_What you have to do_
Count the lines in the records below that contain the word "building". Reply with the number only.
..............................
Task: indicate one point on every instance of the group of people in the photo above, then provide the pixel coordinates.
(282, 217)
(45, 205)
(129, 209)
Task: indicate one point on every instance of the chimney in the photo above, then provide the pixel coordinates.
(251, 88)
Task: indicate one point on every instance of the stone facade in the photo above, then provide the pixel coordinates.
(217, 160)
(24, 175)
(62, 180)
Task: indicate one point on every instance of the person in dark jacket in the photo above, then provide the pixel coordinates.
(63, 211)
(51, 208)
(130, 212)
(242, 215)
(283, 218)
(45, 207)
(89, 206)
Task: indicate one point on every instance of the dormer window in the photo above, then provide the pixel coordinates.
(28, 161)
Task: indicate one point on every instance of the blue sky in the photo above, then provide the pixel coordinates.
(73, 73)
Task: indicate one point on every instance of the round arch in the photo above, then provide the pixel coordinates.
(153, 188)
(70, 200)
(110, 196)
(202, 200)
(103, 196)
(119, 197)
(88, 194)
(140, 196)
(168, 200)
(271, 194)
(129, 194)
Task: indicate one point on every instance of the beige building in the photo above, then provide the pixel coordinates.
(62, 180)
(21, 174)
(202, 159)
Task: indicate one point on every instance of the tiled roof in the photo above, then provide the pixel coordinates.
..............................
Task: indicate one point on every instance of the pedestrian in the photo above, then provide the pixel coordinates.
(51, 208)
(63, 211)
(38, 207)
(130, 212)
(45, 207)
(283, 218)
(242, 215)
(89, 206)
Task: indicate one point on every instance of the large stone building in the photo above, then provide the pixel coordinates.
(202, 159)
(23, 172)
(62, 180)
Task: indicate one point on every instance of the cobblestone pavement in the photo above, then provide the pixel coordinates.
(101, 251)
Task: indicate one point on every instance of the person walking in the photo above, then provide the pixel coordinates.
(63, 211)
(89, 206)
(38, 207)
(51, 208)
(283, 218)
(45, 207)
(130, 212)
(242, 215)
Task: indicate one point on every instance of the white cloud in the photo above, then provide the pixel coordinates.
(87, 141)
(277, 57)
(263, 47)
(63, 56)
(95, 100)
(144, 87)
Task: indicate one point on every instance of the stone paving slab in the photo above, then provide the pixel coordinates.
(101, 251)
..............................
_In response_
2